• WHAT YOU WILL DO
Update the records below, covering everything from the line containing "front leg above? Mark it with a dot." down to the end: swap "bushy tail" for "fluffy tail", keep all else unchanged, and give back only those lines.

______

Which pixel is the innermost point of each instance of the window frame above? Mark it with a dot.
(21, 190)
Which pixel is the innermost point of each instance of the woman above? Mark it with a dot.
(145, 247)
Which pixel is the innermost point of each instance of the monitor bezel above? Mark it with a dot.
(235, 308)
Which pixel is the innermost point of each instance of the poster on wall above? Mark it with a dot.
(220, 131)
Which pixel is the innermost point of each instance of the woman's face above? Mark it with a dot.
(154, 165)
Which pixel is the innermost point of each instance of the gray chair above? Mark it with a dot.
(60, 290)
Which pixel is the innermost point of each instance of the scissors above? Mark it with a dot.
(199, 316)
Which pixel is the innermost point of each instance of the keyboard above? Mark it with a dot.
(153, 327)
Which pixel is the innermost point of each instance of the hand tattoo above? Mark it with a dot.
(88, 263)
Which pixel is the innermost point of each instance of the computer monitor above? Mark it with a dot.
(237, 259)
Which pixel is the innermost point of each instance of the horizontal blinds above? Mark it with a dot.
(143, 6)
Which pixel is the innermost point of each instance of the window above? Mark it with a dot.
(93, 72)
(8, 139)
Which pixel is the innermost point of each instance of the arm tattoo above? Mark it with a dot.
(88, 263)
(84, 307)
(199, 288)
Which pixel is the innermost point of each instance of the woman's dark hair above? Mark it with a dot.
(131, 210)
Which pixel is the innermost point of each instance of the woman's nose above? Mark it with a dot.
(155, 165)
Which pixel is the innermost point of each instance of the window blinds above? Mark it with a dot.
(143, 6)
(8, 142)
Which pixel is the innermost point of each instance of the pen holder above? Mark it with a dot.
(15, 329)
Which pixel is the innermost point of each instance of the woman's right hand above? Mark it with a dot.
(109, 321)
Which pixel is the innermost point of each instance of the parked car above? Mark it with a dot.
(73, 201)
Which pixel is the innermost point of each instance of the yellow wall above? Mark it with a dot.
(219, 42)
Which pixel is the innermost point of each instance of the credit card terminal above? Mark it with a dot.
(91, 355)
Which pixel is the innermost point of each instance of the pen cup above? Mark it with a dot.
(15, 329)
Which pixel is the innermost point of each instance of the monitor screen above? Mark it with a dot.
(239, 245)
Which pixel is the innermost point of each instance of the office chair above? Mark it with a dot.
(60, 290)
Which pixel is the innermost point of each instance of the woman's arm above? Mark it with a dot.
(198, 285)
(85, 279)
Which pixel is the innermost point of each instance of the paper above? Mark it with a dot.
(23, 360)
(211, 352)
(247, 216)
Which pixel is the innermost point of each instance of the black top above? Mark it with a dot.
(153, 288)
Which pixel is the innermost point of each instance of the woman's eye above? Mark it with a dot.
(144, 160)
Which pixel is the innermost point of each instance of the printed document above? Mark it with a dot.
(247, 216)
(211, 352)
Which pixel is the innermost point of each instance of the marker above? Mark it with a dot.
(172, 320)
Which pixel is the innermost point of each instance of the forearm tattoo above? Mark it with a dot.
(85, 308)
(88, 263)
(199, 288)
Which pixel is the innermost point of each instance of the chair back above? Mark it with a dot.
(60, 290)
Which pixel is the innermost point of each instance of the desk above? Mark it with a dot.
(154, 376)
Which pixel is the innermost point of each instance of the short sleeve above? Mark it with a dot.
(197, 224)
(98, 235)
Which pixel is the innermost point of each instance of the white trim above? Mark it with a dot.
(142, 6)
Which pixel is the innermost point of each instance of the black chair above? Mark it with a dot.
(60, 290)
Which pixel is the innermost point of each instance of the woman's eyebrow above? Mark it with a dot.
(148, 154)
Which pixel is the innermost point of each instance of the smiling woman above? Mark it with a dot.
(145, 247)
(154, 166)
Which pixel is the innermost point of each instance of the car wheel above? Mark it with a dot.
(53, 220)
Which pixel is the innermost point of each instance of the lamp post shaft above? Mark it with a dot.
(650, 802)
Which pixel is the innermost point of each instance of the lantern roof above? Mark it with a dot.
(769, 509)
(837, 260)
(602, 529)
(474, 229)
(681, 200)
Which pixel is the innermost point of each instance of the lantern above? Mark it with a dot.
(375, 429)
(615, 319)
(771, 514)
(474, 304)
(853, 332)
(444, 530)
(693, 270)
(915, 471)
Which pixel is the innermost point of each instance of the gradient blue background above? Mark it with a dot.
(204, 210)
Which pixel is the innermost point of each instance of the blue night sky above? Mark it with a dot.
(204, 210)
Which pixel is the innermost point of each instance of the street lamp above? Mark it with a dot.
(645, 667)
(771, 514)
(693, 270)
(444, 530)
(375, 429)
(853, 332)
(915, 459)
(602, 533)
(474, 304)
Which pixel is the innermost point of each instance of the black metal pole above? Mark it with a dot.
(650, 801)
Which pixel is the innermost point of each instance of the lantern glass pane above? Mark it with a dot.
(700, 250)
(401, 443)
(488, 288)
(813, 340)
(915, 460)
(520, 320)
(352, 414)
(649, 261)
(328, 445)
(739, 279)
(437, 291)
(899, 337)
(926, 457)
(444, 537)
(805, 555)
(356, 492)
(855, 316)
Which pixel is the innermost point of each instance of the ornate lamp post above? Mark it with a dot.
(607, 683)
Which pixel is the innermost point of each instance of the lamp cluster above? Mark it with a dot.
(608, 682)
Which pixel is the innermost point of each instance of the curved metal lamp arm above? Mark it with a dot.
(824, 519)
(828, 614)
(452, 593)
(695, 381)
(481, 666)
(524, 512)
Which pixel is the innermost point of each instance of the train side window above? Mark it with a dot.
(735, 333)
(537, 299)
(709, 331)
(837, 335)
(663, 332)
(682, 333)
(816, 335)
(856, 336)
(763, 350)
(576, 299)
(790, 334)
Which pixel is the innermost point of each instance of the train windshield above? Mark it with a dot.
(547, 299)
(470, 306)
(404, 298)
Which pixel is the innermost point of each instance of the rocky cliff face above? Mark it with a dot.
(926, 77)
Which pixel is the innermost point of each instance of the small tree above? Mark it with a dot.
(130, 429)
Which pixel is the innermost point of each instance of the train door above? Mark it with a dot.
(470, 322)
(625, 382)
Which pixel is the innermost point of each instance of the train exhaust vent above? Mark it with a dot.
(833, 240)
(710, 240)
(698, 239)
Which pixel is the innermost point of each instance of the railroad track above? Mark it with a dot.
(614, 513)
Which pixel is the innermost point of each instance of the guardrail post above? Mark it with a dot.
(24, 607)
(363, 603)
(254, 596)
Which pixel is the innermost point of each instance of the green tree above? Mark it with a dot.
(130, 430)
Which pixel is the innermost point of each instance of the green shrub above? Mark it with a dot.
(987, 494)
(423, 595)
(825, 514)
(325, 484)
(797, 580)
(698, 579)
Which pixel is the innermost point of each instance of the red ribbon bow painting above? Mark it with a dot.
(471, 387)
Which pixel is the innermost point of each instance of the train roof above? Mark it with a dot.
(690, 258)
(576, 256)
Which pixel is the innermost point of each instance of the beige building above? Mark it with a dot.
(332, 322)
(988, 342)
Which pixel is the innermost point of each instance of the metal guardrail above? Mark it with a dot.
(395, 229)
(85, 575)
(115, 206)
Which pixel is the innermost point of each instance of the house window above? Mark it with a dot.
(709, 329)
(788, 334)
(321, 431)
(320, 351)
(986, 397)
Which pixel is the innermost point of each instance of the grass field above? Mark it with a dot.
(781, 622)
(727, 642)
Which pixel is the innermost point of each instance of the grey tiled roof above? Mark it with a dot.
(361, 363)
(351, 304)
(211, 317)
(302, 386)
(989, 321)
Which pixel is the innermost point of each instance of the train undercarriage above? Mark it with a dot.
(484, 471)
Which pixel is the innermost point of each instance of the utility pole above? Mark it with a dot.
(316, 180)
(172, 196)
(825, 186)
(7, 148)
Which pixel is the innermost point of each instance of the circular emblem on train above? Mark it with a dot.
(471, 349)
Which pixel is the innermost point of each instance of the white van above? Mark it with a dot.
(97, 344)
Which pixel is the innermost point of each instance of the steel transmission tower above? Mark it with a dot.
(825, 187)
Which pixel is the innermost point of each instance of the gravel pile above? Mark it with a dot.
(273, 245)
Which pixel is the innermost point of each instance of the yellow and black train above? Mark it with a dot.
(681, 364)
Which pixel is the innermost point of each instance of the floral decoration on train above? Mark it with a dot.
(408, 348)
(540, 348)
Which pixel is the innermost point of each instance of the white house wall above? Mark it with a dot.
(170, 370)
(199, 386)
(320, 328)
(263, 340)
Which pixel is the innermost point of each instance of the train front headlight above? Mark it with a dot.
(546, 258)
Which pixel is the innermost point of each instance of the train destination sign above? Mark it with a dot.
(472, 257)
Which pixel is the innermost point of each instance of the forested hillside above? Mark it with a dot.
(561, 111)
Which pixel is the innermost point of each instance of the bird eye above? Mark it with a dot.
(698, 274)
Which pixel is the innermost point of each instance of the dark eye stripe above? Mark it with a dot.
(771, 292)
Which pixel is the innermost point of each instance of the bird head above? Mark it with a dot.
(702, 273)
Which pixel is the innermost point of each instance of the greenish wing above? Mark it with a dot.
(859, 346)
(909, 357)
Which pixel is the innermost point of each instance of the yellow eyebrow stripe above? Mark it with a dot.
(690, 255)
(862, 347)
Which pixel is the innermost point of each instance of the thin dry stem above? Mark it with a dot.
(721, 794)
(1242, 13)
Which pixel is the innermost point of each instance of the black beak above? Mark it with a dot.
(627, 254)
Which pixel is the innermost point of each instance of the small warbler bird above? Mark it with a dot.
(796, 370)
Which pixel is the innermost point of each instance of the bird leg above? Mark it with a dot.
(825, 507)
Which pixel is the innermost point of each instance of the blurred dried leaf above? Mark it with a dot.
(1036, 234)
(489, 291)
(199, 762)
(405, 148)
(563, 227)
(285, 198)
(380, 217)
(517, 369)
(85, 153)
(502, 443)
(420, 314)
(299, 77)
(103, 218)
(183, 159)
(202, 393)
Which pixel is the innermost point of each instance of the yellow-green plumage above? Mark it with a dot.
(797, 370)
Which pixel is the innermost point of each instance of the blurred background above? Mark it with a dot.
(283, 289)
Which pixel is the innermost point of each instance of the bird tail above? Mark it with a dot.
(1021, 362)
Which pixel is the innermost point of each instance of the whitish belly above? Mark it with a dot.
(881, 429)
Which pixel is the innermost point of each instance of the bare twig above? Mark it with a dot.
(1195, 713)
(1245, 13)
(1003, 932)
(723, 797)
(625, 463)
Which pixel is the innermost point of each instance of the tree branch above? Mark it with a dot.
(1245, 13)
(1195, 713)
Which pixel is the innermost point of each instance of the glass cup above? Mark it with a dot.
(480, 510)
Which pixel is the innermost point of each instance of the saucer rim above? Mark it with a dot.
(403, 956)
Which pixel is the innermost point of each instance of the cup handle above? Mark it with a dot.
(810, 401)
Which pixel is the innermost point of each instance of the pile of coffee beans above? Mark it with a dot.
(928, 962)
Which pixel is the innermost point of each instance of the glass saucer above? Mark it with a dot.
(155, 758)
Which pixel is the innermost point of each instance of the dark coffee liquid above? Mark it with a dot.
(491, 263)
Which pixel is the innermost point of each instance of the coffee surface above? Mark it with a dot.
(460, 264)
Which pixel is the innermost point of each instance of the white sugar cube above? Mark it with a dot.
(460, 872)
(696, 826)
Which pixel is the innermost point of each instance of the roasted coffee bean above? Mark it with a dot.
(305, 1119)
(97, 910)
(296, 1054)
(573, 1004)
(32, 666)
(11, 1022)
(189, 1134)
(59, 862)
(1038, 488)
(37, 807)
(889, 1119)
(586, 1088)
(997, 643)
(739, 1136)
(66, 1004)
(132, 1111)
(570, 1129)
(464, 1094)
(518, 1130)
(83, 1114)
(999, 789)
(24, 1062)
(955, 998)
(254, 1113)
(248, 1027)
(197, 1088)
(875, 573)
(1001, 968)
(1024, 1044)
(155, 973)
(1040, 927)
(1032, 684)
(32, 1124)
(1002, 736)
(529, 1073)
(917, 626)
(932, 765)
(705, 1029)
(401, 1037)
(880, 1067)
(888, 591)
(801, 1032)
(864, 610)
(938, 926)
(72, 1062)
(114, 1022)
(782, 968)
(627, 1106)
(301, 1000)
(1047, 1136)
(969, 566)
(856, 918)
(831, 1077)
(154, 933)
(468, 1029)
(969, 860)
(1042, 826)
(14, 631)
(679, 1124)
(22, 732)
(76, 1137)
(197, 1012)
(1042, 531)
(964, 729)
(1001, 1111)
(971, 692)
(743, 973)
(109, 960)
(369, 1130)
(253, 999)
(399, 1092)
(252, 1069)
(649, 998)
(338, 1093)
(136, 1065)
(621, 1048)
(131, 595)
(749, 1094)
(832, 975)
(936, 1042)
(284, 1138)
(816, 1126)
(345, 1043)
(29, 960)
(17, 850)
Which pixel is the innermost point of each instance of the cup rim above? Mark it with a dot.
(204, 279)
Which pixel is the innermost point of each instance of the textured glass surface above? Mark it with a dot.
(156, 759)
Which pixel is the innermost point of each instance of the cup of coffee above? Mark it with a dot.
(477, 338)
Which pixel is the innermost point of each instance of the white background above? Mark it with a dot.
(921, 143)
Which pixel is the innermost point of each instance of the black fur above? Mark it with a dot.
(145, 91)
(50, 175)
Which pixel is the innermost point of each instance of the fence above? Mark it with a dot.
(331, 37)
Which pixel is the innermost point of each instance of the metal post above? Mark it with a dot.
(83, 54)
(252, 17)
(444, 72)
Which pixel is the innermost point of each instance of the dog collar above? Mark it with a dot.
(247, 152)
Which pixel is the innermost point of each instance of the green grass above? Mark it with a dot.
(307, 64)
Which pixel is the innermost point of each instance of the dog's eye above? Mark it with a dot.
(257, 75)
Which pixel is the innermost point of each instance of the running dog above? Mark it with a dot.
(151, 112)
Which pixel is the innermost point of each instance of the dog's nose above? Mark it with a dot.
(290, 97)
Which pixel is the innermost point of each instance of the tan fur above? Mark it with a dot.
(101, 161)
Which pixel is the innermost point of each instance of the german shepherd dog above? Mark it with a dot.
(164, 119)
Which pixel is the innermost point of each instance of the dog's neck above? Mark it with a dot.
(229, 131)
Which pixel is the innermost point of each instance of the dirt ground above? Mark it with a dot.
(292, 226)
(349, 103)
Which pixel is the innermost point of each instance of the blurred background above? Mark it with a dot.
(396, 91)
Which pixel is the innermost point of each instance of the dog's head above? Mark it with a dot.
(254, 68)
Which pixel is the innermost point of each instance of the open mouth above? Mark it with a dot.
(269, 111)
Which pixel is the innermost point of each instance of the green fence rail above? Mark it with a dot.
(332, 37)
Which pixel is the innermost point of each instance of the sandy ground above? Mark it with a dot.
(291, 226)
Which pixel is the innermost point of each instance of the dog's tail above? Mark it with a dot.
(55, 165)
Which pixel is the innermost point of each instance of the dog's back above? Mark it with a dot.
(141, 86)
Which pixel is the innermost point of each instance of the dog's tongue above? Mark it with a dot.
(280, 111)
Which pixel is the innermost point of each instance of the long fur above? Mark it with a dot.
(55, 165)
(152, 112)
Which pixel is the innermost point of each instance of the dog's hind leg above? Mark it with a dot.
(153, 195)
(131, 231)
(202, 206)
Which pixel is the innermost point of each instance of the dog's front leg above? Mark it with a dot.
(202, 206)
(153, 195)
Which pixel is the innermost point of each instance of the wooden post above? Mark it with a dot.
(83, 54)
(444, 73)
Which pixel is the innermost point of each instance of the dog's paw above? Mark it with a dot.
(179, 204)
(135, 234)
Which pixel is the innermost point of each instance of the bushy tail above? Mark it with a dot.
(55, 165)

______

• ANSWER IN FULL
Which pixel is the innermost point of each instance of the dog's front leg above? Mark it with a dot.
(202, 206)
(153, 195)
Which pixel is the innermost point of each instance of the wooden post above? Mark it with a dot.
(83, 54)
(444, 73)
Which pixel is the innermost point of each instance of the dog's paw above? Mark it with a dot.
(179, 204)
(135, 234)
Which pixel is the innermost point of each instance of the fluffy tail above? Mark it with a dot.
(55, 165)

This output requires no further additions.